> **WHAT NEEDS TO BE DONE**
Omitting the pictures, restate all of the entries below exactly.

> **Stored data entries**

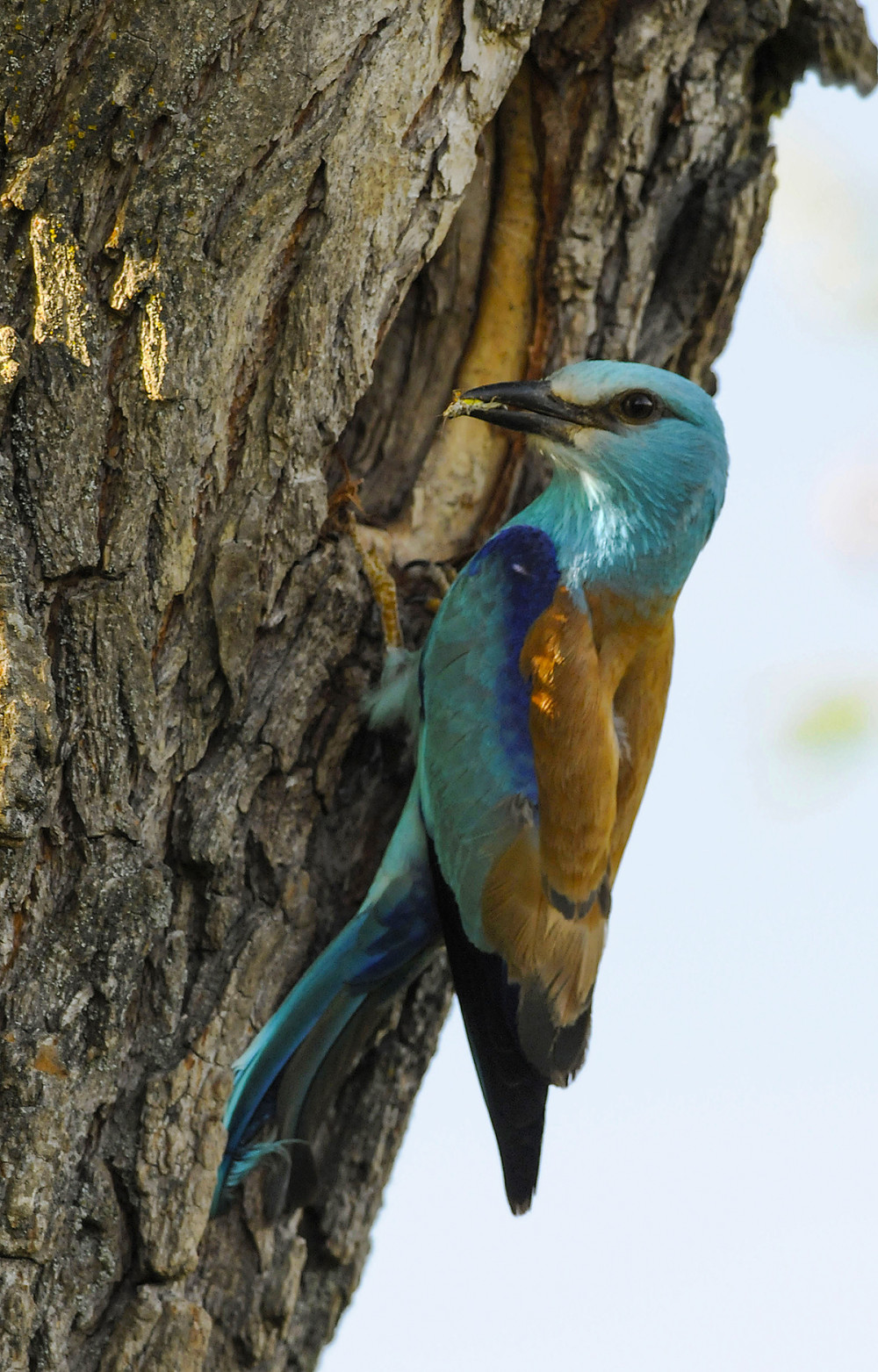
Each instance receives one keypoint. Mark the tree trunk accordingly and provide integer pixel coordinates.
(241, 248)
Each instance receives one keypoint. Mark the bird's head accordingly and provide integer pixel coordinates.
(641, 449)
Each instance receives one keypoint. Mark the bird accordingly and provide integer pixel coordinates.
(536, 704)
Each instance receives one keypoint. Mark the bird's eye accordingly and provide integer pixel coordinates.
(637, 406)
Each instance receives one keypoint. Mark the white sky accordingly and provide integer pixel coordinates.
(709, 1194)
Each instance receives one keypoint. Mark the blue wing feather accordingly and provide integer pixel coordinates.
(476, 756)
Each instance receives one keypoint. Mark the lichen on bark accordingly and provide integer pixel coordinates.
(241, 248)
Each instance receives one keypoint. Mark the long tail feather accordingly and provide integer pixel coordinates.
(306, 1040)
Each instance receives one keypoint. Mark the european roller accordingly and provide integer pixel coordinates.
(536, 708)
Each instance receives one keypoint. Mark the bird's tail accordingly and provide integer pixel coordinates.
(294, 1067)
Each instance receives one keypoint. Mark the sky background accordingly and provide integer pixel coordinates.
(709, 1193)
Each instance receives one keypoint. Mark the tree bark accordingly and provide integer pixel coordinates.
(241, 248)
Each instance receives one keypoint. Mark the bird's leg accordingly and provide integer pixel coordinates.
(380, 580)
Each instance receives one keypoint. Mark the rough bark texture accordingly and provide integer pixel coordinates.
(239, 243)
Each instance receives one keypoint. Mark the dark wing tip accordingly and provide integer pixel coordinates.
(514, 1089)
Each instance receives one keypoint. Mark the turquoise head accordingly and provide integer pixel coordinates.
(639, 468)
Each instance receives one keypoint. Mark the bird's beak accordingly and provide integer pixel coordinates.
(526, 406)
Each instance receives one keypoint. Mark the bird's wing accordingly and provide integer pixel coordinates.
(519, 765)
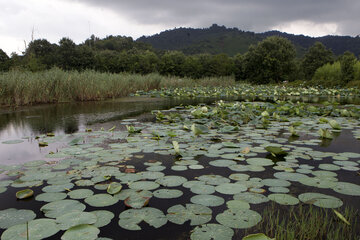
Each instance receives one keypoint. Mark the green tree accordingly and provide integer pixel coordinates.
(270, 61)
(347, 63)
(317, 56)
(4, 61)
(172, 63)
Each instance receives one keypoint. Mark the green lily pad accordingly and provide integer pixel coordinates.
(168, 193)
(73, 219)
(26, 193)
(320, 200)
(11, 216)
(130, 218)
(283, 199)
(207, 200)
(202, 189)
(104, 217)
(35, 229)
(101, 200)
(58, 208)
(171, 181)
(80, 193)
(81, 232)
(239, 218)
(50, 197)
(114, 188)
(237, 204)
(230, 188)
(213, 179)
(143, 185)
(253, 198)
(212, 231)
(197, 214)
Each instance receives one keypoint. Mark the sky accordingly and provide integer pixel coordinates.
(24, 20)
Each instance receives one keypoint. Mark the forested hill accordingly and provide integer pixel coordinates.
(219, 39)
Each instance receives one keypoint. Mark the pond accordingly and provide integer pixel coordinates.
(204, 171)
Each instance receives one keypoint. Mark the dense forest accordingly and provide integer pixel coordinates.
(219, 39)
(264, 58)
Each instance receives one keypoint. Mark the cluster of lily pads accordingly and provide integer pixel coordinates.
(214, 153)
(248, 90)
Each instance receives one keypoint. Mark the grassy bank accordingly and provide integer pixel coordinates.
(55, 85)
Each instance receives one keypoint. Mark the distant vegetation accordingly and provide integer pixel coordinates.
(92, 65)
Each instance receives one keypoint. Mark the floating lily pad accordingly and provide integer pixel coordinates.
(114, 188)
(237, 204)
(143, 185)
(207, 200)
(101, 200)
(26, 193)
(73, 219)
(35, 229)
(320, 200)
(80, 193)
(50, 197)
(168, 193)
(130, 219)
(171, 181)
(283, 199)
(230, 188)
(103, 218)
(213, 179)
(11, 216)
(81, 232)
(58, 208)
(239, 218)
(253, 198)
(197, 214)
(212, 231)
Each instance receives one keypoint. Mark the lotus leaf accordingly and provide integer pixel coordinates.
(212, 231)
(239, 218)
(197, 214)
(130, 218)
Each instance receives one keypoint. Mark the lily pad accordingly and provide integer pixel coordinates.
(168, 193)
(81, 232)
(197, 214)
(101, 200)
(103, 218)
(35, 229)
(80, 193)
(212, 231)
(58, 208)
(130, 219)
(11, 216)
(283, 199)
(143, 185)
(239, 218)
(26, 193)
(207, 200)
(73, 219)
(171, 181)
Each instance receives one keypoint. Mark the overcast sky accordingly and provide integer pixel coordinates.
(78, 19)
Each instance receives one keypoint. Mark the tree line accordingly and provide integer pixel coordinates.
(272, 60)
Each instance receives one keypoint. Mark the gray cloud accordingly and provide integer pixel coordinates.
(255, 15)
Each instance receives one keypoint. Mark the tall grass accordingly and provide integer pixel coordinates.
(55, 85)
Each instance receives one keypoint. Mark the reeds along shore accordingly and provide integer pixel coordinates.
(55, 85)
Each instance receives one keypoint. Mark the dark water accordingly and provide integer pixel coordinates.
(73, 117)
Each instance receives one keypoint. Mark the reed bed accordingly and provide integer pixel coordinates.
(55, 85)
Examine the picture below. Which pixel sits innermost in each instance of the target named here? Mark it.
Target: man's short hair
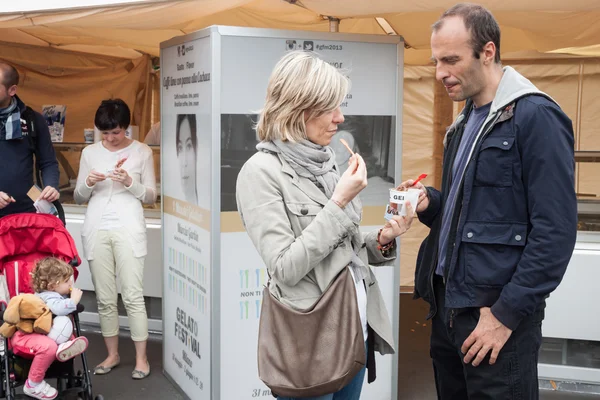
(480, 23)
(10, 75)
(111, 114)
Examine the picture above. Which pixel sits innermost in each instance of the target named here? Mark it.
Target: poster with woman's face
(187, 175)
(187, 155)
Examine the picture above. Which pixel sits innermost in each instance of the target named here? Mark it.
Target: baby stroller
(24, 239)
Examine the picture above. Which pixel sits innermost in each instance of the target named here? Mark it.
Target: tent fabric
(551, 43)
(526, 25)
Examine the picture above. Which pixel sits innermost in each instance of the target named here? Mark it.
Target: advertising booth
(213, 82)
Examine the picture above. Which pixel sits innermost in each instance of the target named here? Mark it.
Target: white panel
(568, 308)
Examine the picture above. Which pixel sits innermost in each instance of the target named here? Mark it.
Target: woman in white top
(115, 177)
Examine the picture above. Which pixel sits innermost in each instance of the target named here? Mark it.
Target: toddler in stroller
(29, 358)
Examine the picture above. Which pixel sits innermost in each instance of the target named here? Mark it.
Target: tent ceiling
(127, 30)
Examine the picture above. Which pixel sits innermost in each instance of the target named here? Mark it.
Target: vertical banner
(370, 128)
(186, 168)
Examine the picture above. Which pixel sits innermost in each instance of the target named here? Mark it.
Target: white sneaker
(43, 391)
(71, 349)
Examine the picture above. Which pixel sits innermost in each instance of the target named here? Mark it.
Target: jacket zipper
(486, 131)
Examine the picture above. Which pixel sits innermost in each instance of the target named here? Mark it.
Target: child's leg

> **REPLY TO THE TASK**
Each instance receives one keypoint. Mark the tree trunk accordingly and provide integer pixel coordinates.
(241, 248)
Each instance receives one keypoint. Mark the bird's head accordingly and provide integer pixel coordinates.
(641, 449)
Each instance receives one keypoint. Mark the bird accordingly and provide integer pixel coordinates.
(536, 704)
Each instance receives one keypoint. Mark the bird's eye accordingly and provide integer pixel coordinates.
(637, 406)
Each instance receives one keypoint. Mark the white sky accordingly and provide integer pixel coordinates.
(709, 1194)
Each instance receives one keypoint. Mark the blue wing feather accordingly and provide integer pixel coordinates.
(476, 756)
Each instance receives one keypoint. Mark the lichen on bark accordingly and provide integer pixel coordinates.
(241, 248)
Each instance receives one keypoint. Mark the long tail feather accordingly and provide integer pixel coordinates.
(306, 1040)
Each instance receives one keypoint. Mark the european roller accordingly and provide integer pixel coordinates.
(536, 708)
Each instance receives one keypoint. Mark the bird's tail accordingly and provide integer pixel coordinates.
(294, 1067)
Each instance receives one keypoint. Mark the sky background accordingly and provide integer pixel coordinates.
(709, 1193)
Each instance receives one keypoint. Mark the tree bark accordingly and provide integer pixel coordinates.
(241, 248)
Each instance receives one keypoint. Mark the bird's leg accordingly and provide integer pixel coordinates.
(380, 580)
Each instance receives one keypoint. Mark the rough bark texture accordingly and provide integer pixel coordinates.
(239, 243)
Each instance receives one keypoint. Mark the dark wing tip accordingly and provide integer pixel coordinates.
(514, 1089)
Each instance receives one keypoint. Mark the turquoise head accordingly and provide integer pixel coordinates.
(639, 468)
Each instance receives one keypoint. Mark the bird's beak accordingly and provide integer pixel coordinates.
(526, 406)
Each instance receives one keypoint. Mark the bird's wing accordingly and provide integer pixel coordinates.
(519, 765)
Each instance receives one keypoint. Mark the green tree accordingly and provide integer pixel coordinates.
(270, 61)
(347, 63)
(317, 56)
(4, 61)
(172, 63)
Each instance receives one keypoint. Mark the green lily pad accordingly and provide integer pixel coordinates.
(168, 193)
(73, 219)
(26, 193)
(320, 200)
(11, 216)
(130, 218)
(283, 199)
(207, 200)
(202, 189)
(104, 217)
(35, 229)
(101, 200)
(58, 208)
(171, 181)
(80, 193)
(81, 232)
(239, 218)
(50, 197)
(114, 188)
(237, 204)
(230, 188)
(213, 179)
(143, 185)
(253, 198)
(212, 231)
(197, 214)
Each instance receives one keypoint. Mark the sky accordingly and provide integer pixel coordinates.
(24, 20)
Each instance receives one keypoint. Mark the forested hill accordingly and provide integer pixel coordinates.
(219, 39)
Each instance receives one keypoint. Mark the pond accordingly and provide integer pixel coordinates.
(204, 171)
Each instance receives one keypoint. Mark the dense forest accordingly and provide integer pixel coordinates.
(219, 39)
(264, 58)
Each instance receives one keypoint. Mark the cluster of lily pads accordingly and provide integer pixel coordinates.
(214, 153)
(248, 90)
Each instance receives one keypoint. Mark the grassy bank accordingly and provide integer pixel coordinates.
(55, 85)
Each instance receives one keypoint. Mark the distant vegetation accordingly and provide integer pixel coordinates.
(92, 65)
Each instance receives one keypoint. Mark the floating lily pad accordingly and provide integer pixel coordinates.
(114, 188)
(237, 204)
(143, 185)
(207, 200)
(101, 200)
(26, 193)
(73, 219)
(35, 229)
(320, 200)
(80, 193)
(50, 197)
(168, 193)
(130, 219)
(171, 181)
(283, 199)
(230, 188)
(103, 218)
(213, 179)
(11, 216)
(81, 232)
(58, 208)
(239, 218)
(253, 198)
(197, 214)
(212, 231)
Each instance receives one keypoint. Mark the lotus leaf accordingly and provide integer pixel coordinates.
(212, 231)
(239, 218)
(197, 214)
(130, 218)
Each instance receives one keypoint. Mark the lily pad accordingly and provide integer pixel coordinates.
(168, 193)
(81, 232)
(197, 214)
(101, 200)
(103, 218)
(35, 229)
(80, 193)
(212, 231)
(58, 208)
(130, 219)
(11, 216)
(283, 199)
(143, 185)
(239, 218)
(26, 193)
(207, 200)
(73, 219)
(171, 181)
Each instance receives one keypoint. Mark the overcast sky accordingly and provide integer pixel coordinates.
(78, 19)
Each instance receives one keypoint. Mark the tree line accordingly and provide integer pixel coordinates.
(272, 60)
Each instance receives one keypoint. Mark the gray cloud accordingly and provide integer pixel coordinates.
(255, 15)
Each instance receives one keypoint. Mark the tall grass accordingly and provide integer pixel coordinates.
(55, 85)
Each instance receives one keypoint. Mark the reeds along shore accordingly and provide integer pixel coordinates.
(55, 85)
Each instance receives one keypoint. Mark the dark water accordingly and provide integer pixel coordinates.
(73, 117)
Each instance receives one keypoint. Mark the reed bed accordingly and provide integer pixel coordinates.
(55, 85)
Examine the picture below. Which pixel sits innermost in each instance of the target named here? Mark it.
Target: man's short hair
(480, 23)
(10, 75)
(111, 114)
Examine the picture above. Which pixel sits innermost in each instance of the target named here? Mark it.
Target: poster with woman's face
(187, 175)
(187, 155)
Examine the picture above. Which pixel sits innermost in each instance of the target named here? Mark it.
Target: baby stroller
(24, 239)
Examine the picture above. Which pixel sits innermost in each instance of the target named here? Mark it.
Target: tent fabric
(551, 43)
(526, 25)
Examine the picture above. Which pixel sits innermost in each instance of the target named here? Mark it.
Target: advertising booth
(213, 82)
Examine the picture above. Which pixel sits innermost in each instance of the target named here? Mark it.
Target: white panel
(568, 308)
Examine the picture above. Which pixel sits innermost in each instance of the target named here? Mark it.
Target: woman in white top
(115, 177)
Examine the picture above. Which pixel sits innermost in each instance of the target named here? Mark it.
Target: toddler in stroller
(29, 358)
Examine the picture above. Which pixel sits innermost in each instance of the target named here? Mark it.
Target: tent ceiling
(127, 30)
Examine the picture above. Which pixel sits innermost in each instance of the target named here? Mark it.
Target: vertical banner
(370, 128)
(186, 168)
Examine the picture above. Which pixel sits innermost in each instance of the target named here? Mark it.
Target: white sneaker
(43, 391)
(71, 349)
Examine the picture above. Which pixel sits innermost in each instance of the target named here? Mark it.
Target: jacket zipper
(486, 131)
Examine the picture above. Which pixel sits innermost in each instance of the target named here? Mark it.
Target: child's leg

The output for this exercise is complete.